--- Request ---
Please show each line of the entries below that contains the word "background".
------ Data supplied ------
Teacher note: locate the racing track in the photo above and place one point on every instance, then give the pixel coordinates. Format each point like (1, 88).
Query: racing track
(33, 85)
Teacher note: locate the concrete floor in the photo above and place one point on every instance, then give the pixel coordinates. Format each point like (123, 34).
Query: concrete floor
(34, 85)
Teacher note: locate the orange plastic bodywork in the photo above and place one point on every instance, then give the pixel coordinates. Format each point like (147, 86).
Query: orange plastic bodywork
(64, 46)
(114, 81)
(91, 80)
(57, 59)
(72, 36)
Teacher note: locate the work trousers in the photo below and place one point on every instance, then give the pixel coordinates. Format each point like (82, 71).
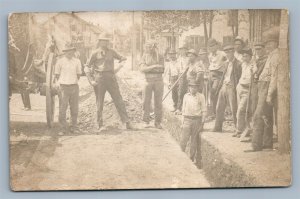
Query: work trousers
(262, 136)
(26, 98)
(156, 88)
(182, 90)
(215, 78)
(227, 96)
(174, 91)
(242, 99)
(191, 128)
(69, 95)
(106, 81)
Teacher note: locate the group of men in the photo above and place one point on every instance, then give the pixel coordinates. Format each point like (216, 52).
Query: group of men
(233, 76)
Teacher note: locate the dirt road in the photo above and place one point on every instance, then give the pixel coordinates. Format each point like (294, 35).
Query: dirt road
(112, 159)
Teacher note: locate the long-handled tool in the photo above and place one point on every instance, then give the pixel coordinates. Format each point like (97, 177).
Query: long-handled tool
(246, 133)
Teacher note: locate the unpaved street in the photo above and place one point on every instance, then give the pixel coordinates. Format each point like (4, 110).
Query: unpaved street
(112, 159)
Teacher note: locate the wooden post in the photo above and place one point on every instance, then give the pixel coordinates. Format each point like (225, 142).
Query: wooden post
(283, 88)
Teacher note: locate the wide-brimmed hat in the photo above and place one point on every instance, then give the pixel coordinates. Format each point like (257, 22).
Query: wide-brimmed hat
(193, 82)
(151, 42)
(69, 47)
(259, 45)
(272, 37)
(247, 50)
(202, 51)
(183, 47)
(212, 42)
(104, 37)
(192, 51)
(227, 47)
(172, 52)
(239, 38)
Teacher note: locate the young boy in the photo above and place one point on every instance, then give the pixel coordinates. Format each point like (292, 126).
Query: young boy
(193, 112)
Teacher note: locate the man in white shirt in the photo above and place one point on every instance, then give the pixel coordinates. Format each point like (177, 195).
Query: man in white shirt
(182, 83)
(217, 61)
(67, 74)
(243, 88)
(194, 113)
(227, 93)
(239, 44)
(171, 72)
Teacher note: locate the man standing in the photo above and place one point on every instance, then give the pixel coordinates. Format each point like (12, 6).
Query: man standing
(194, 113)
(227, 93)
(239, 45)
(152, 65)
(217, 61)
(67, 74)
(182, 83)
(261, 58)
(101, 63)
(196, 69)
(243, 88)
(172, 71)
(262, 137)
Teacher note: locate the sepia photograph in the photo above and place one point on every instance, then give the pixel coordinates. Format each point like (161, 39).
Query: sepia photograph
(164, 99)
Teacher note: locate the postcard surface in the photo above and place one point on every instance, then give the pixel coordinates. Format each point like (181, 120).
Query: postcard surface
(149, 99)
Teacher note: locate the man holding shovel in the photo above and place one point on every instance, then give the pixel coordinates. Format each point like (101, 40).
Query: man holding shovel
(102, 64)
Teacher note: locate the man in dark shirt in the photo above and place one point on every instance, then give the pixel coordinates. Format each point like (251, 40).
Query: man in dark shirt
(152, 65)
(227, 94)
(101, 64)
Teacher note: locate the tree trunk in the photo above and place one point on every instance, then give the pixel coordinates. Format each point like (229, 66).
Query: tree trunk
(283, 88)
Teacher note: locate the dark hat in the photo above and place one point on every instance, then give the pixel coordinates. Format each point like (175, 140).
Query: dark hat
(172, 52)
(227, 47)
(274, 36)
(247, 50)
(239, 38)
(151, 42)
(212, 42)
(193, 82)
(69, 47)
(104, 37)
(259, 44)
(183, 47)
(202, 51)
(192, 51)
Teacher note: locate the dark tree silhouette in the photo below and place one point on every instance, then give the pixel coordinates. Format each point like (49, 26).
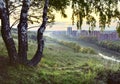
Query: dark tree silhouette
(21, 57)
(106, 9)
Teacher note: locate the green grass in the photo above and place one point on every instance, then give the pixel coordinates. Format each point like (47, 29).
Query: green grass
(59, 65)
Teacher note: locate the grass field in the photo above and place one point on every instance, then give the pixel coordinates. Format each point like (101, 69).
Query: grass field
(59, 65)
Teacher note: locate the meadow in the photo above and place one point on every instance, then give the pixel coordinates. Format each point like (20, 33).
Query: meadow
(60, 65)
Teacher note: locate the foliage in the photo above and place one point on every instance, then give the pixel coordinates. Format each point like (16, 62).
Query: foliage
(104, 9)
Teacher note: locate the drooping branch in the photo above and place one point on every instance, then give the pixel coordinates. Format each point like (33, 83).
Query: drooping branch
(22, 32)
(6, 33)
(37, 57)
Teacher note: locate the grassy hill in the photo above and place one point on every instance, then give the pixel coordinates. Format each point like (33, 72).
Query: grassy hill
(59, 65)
------
------ Data supplied ------
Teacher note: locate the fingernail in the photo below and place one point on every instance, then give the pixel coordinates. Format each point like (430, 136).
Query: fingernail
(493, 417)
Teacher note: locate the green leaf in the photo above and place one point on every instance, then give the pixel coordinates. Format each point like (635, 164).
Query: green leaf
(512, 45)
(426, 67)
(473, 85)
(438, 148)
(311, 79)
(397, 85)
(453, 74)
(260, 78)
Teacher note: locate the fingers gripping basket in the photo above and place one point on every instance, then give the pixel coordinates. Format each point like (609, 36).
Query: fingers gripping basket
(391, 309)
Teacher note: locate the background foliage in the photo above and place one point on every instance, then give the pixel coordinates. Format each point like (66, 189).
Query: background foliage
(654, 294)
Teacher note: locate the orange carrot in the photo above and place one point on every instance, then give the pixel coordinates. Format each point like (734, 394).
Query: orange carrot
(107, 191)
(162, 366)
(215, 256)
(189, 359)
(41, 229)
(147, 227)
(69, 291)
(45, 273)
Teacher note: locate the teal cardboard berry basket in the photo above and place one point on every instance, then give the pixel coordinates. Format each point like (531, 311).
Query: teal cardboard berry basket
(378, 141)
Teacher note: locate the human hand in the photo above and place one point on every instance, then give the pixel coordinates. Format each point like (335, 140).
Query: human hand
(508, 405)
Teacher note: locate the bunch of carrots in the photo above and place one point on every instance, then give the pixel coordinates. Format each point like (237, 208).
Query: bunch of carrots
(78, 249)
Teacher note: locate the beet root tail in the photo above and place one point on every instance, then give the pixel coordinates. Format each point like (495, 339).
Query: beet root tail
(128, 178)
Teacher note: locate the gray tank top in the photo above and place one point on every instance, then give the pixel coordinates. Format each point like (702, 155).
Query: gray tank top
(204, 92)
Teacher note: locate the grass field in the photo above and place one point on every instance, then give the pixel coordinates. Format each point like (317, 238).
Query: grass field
------
------ Data supplied ------
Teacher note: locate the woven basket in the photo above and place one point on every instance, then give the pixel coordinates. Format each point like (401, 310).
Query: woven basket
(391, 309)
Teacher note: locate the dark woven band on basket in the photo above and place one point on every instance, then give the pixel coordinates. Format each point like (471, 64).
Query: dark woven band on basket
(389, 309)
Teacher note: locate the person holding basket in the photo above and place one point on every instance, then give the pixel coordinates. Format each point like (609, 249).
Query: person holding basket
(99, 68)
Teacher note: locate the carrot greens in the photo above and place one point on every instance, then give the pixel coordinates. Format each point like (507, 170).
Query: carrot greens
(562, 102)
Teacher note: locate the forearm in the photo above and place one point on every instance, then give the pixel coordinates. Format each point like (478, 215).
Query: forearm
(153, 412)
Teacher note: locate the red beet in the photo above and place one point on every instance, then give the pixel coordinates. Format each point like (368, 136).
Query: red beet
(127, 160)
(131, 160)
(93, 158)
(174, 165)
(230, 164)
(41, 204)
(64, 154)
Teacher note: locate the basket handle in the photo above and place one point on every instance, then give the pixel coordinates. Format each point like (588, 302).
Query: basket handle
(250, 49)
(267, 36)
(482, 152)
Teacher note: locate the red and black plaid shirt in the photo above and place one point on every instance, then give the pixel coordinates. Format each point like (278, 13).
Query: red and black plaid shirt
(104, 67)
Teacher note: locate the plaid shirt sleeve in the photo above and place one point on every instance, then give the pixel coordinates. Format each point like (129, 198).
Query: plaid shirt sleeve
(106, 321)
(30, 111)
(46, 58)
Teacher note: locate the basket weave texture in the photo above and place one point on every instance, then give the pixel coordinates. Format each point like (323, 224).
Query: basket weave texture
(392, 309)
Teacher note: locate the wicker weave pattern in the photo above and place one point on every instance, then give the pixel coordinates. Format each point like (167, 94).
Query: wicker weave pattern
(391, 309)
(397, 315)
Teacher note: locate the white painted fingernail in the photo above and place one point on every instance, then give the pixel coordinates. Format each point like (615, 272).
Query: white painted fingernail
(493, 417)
------
--- Answer to this exercise ---
Teacher note: locate the background foliage in the photo above and place one point on every instance, then give the pixel coordinates. Format each point like (66, 189).
Query: background foliage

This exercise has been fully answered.